Information supplied:

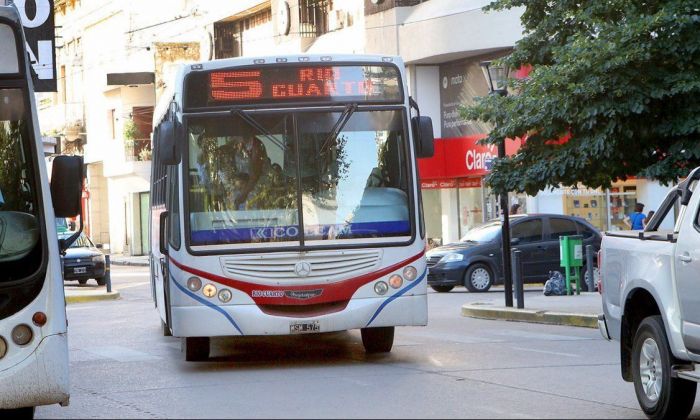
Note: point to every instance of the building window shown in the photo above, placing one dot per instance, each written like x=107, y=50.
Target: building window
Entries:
x=229, y=35
x=313, y=17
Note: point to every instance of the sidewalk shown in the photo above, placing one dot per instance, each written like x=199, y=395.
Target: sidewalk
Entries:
x=138, y=260
x=576, y=310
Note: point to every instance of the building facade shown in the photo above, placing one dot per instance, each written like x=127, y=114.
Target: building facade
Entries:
x=116, y=59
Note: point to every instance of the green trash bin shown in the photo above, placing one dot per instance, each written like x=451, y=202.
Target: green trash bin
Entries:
x=571, y=259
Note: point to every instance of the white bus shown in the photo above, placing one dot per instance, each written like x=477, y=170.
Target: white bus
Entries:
x=33, y=343
x=285, y=200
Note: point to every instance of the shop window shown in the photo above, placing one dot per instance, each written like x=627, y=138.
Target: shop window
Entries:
x=584, y=230
x=561, y=227
x=432, y=209
x=313, y=17
x=229, y=36
x=471, y=205
x=528, y=231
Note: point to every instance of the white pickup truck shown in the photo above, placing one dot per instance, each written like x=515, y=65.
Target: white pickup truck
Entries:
x=651, y=302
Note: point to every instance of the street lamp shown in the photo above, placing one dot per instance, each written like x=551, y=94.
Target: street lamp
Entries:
x=497, y=79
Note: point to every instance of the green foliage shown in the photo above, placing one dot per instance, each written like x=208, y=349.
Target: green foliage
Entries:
x=622, y=77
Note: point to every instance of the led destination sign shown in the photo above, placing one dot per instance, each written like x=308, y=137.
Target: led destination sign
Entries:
x=307, y=83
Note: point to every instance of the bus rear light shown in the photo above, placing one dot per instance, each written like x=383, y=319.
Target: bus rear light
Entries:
x=39, y=319
x=22, y=335
x=194, y=284
x=3, y=347
x=225, y=295
x=395, y=281
x=209, y=290
x=381, y=288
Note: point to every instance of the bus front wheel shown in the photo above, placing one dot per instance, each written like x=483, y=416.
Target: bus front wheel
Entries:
x=378, y=340
x=196, y=348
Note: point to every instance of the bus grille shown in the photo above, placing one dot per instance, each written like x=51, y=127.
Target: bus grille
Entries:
x=434, y=260
x=325, y=265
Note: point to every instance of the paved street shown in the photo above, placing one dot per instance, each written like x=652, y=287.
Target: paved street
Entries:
x=121, y=366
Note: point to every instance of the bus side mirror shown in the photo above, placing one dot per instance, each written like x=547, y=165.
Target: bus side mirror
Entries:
x=162, y=234
x=423, y=135
x=67, y=185
x=167, y=135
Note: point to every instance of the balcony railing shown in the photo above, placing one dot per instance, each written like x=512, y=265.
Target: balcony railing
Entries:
x=137, y=150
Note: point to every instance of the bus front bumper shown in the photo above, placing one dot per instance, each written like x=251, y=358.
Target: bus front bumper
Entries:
x=229, y=320
x=40, y=379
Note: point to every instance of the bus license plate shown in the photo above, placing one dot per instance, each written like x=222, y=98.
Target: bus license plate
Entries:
x=304, y=327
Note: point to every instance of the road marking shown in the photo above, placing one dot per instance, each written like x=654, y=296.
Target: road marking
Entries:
x=120, y=354
x=554, y=353
x=537, y=336
x=130, y=274
x=132, y=285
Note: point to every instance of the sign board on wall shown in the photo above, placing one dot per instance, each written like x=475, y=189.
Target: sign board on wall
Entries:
x=38, y=21
x=460, y=83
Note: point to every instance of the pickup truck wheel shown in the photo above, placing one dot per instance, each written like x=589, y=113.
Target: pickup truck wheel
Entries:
x=659, y=394
x=478, y=278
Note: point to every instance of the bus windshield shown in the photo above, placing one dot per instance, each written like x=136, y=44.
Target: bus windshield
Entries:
x=20, y=253
x=259, y=177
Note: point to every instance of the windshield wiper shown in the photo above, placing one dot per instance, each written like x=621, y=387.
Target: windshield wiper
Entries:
x=339, y=125
x=253, y=123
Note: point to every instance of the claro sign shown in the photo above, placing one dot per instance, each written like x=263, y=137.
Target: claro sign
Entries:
x=461, y=157
x=38, y=21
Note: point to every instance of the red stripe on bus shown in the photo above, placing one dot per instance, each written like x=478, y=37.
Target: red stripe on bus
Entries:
x=333, y=292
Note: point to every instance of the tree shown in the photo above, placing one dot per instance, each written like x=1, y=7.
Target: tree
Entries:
x=619, y=78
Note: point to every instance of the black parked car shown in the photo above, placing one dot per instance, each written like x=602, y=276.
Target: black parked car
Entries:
x=83, y=260
x=476, y=260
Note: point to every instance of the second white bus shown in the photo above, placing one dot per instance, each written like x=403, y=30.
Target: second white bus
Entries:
x=285, y=200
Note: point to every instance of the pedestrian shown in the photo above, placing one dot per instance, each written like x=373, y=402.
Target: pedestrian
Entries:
x=635, y=221
x=648, y=218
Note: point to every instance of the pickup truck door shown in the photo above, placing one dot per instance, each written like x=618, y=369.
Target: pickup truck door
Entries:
x=687, y=267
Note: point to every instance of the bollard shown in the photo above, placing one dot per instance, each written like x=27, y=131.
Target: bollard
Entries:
x=518, y=278
x=590, y=268
x=108, y=273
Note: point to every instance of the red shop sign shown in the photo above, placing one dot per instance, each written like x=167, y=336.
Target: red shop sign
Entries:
x=462, y=157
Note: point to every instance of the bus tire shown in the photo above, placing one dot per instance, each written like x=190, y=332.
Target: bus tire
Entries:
x=17, y=413
x=196, y=348
x=378, y=340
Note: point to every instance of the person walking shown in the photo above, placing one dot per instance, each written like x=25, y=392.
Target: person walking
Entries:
x=635, y=221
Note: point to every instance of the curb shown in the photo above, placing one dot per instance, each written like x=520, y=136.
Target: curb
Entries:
x=91, y=297
x=530, y=315
x=131, y=263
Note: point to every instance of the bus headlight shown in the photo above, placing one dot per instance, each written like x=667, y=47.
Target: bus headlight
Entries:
x=381, y=288
x=3, y=347
x=22, y=334
x=395, y=281
x=194, y=284
x=410, y=273
x=209, y=290
x=225, y=295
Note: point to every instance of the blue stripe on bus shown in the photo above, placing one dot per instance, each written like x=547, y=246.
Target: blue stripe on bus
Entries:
x=396, y=295
x=207, y=303
x=277, y=233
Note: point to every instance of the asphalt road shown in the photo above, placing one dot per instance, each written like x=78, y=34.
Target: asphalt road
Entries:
x=122, y=367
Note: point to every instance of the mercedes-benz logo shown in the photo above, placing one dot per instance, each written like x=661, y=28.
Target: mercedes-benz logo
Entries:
x=302, y=269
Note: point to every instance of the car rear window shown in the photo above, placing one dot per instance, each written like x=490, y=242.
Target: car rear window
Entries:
x=561, y=227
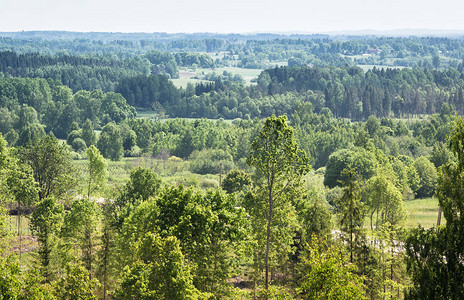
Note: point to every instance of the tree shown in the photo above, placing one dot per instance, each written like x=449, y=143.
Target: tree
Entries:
x=235, y=181
x=427, y=175
x=143, y=184
x=110, y=142
x=384, y=201
x=327, y=275
x=21, y=184
x=75, y=285
x=97, y=169
x=161, y=272
x=208, y=228
x=51, y=165
x=45, y=223
x=280, y=164
x=434, y=256
x=88, y=134
x=351, y=209
x=80, y=226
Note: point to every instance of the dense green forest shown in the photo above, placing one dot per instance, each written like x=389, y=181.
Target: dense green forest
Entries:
x=117, y=182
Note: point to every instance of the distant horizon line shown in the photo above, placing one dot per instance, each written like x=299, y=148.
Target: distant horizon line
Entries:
x=358, y=32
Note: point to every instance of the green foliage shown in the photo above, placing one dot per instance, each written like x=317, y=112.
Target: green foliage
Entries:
x=279, y=164
x=88, y=134
x=360, y=160
x=110, y=142
x=80, y=227
x=97, y=169
x=75, y=285
x=160, y=273
x=236, y=181
x=384, y=201
x=327, y=274
x=434, y=255
x=211, y=161
x=205, y=225
x=45, y=223
x=10, y=281
x=51, y=165
x=427, y=175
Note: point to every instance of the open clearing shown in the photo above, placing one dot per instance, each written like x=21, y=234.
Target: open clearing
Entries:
x=422, y=212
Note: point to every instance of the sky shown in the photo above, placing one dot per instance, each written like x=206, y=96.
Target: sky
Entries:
x=240, y=16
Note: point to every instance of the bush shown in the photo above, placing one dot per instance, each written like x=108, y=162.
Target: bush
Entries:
x=211, y=161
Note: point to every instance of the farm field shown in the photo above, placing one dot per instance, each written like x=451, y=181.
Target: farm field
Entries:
x=423, y=212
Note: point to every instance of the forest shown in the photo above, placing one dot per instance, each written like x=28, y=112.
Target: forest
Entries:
x=208, y=166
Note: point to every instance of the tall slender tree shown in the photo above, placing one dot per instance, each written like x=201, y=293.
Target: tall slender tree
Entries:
x=279, y=164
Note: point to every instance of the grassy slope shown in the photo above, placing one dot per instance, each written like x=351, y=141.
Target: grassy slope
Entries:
x=422, y=212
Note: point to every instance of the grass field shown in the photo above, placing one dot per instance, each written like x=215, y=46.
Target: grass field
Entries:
x=422, y=212
x=186, y=74
x=184, y=81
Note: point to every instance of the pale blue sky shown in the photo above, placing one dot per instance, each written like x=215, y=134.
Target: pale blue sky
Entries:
x=229, y=16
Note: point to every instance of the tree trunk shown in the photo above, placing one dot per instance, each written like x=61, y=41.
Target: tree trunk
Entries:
x=19, y=229
x=268, y=237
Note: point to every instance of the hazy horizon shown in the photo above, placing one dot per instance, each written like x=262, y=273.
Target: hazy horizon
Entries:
x=254, y=16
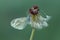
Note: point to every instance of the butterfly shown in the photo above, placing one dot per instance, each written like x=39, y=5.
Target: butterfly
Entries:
x=34, y=18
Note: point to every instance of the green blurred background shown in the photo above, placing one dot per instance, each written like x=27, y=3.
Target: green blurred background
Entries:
x=10, y=9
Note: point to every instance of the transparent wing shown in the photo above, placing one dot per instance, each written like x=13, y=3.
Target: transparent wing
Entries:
x=19, y=23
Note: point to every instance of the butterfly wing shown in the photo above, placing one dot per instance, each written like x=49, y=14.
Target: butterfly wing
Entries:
x=19, y=23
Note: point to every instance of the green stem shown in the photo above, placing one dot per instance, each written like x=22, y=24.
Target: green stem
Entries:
x=32, y=34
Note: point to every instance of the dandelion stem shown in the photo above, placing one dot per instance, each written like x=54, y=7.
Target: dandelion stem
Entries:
x=32, y=34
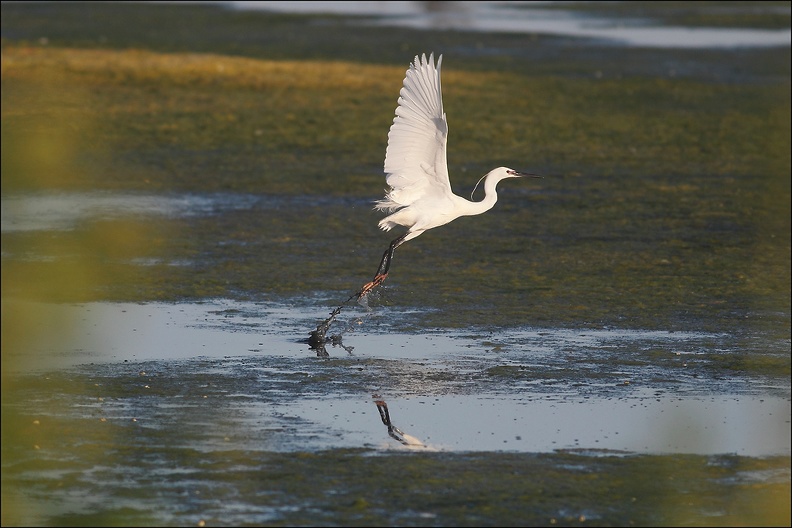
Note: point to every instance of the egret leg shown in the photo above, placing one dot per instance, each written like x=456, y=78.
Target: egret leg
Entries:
x=382, y=271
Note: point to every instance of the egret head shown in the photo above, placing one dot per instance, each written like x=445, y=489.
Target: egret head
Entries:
x=502, y=173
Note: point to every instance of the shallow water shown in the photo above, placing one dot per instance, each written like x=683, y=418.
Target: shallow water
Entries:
x=608, y=347
x=530, y=17
x=453, y=391
x=219, y=412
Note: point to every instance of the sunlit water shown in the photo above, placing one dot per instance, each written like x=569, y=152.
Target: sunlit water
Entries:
x=529, y=17
x=428, y=381
x=219, y=411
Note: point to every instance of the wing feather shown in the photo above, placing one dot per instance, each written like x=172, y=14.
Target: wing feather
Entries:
x=415, y=160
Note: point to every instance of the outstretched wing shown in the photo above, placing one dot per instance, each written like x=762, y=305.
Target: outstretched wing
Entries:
x=415, y=160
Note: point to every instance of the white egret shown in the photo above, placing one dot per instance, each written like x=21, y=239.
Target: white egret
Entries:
x=420, y=195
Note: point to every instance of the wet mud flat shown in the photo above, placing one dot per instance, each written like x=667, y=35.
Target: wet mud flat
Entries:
x=217, y=413
x=180, y=209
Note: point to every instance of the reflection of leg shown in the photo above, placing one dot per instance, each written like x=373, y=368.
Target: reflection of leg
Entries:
x=393, y=431
x=382, y=271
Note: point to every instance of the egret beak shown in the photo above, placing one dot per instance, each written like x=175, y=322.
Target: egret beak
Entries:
x=523, y=174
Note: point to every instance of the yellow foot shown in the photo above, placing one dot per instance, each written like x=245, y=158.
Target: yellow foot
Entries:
x=379, y=279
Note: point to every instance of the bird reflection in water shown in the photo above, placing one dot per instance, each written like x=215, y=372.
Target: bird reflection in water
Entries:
x=393, y=431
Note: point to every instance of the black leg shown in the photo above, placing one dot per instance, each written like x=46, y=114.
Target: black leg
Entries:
x=382, y=271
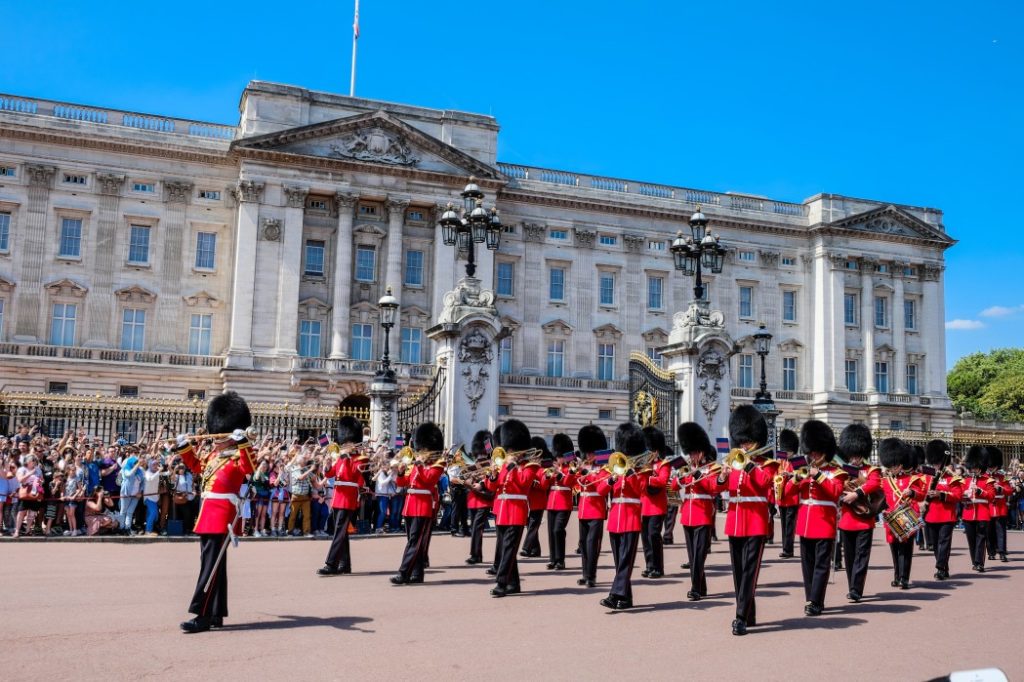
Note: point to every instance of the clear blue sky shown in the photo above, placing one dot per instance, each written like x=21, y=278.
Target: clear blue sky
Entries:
x=918, y=102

Aim: Reproduce the stretch of the listing above from its start through the line containing "x=576, y=310", substituting "pavement" for "sidewalk" and keeping everything else unchanged. Leave the pictures out of your answer.

Solved exercise:
Note: point to every instance of the building window shown in the photo above, placing one dot per instance, each written like x=107, y=50.
Target: building window
Entries:
x=229, y=35
x=313, y=17
Note: point to every instance of the pavement shown in the photo above, placing one dot per instance, each written like x=199, y=395.
Target: pavement
Entries:
x=138, y=260
x=576, y=310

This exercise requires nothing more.